■ TASK DESCRIPTION: What you return must match the records below exactly, down to each character.
════════
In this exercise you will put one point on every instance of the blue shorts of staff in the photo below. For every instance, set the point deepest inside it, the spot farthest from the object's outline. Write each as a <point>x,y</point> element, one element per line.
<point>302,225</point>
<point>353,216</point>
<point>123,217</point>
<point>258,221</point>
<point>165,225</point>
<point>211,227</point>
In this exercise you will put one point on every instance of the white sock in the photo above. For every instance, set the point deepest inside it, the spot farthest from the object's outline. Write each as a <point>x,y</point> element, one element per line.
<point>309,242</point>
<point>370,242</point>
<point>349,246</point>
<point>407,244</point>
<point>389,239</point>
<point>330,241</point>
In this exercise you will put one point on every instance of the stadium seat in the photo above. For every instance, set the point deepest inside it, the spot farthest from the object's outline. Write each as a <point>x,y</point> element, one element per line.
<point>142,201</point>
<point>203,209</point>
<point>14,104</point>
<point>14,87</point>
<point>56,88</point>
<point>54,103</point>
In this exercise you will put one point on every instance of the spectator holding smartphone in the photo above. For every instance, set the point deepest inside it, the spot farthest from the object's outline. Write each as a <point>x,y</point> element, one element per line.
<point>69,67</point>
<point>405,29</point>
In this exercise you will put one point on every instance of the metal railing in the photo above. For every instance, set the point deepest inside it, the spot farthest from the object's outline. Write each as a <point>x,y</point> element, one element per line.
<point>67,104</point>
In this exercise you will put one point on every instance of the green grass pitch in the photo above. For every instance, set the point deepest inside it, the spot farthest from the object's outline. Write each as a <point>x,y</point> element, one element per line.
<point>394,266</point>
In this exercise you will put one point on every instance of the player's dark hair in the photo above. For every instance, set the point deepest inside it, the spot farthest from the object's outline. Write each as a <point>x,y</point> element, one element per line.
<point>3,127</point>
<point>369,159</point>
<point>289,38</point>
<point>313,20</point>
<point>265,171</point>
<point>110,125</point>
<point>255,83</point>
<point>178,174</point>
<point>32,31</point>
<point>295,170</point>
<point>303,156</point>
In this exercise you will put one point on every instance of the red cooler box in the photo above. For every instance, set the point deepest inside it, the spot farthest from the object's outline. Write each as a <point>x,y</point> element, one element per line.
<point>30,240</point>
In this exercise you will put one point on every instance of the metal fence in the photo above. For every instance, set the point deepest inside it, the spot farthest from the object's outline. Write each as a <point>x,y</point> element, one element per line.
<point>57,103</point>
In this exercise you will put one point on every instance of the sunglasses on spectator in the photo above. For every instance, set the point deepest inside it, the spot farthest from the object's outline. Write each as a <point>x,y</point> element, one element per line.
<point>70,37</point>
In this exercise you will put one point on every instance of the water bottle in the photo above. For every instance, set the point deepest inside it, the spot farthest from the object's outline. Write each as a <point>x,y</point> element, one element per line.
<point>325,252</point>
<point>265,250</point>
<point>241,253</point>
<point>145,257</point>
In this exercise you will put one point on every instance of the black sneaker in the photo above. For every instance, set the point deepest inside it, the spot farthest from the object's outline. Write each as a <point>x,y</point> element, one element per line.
════════
■ RESULT OF THE EXERCISE:
In this exercise you will put one point on every instance of the blue shorts of staff in the photo below. For every instance, set the point deepest inside it, the spot farthest from the object's outline. Write each as a <point>x,y</point> element, one element per line.
<point>302,225</point>
<point>353,216</point>
<point>123,217</point>
<point>258,221</point>
<point>165,225</point>
<point>211,227</point>
In this exercise you will put one point on every instance of the white sock in the photo above. For every instance, set the point deepest inside it, the spot farthest from the object's outline. Write each as a <point>x,y</point> element, one element per line.
<point>309,242</point>
<point>370,242</point>
<point>349,246</point>
<point>407,244</point>
<point>389,239</point>
<point>330,241</point>
In this exercise you will put one point on every instance of the stadium seat in the photo above. For every instance, set the point deepest inside it, the spot farthest from the object's outline. Write each as a <point>x,y</point> element, one element per line.
<point>142,201</point>
<point>203,209</point>
<point>14,104</point>
<point>14,87</point>
<point>56,88</point>
<point>54,103</point>
In this exercise you will put one point on every instance of the spectator holding smartphone in the photo above. For every instance, set the point deepest inside it, the spot farthest from the object's outline. Write each as a <point>x,y</point> element, one element per line.
<point>69,67</point>
<point>405,29</point>
In this exercise you will put one point on every instance of the metal railing in the photo above. For every instance, set the point deepest inside it, the spot farthest from the object's outline. Write each as a <point>x,y</point> element, one element per line.
<point>67,104</point>
In this exercise you will put one point on every instance of the green grass pitch in the photo above. For every instance, set the point deepest inside it, the spot farthest from the object's outline. Write each as a <point>x,y</point> element, one element per line.
<point>394,266</point>
In this exercise you will put one point on every instance of the player's dark hair in the photo above. For every instance, set the point deepest inside it, the spot farthest from the object's outline. Write each as a <point>x,y</point> element, one element per line.
<point>3,127</point>
<point>369,159</point>
<point>289,38</point>
<point>313,20</point>
<point>265,171</point>
<point>110,125</point>
<point>255,83</point>
<point>178,174</point>
<point>32,31</point>
<point>295,170</point>
<point>303,156</point>
In this exercise you will put one point on every instance of the red cooler box in the photo above. For every instance, set the point deepest inside it, the spot farthest from the object's outline. Write each as a <point>x,y</point> element, one element per line.
<point>30,240</point>
In this exercise you will put one point on every instance of the metal fence in the photo above. For every instance, set the point deepest inside it, the spot farthest from the object's outline. Write each as a <point>x,y</point> element, one element per line.
<point>57,103</point>
In this exercise you will put one point on every instance of the sunglasses on spectator in the photo above. For every instance, set the point deepest inside it, the spot farthest from the object's outline. Write each as a <point>x,y</point> element, one element per line.
<point>70,37</point>
In this exercise you will put one point on every instance of the water bottle in the photo above. For every instance, set the point deepest inside it, the spot farthest from the object's outline. Write each as a <point>x,y</point> element, one element per line.
<point>325,252</point>
<point>265,250</point>
<point>241,253</point>
<point>145,257</point>
In this exercise you will put one point on every instance of the black sneaker in the photo above. For every instance, set the point deepest inside it, the spot farthest from the object's outline. Write each as a <point>x,y</point> element, one element per line.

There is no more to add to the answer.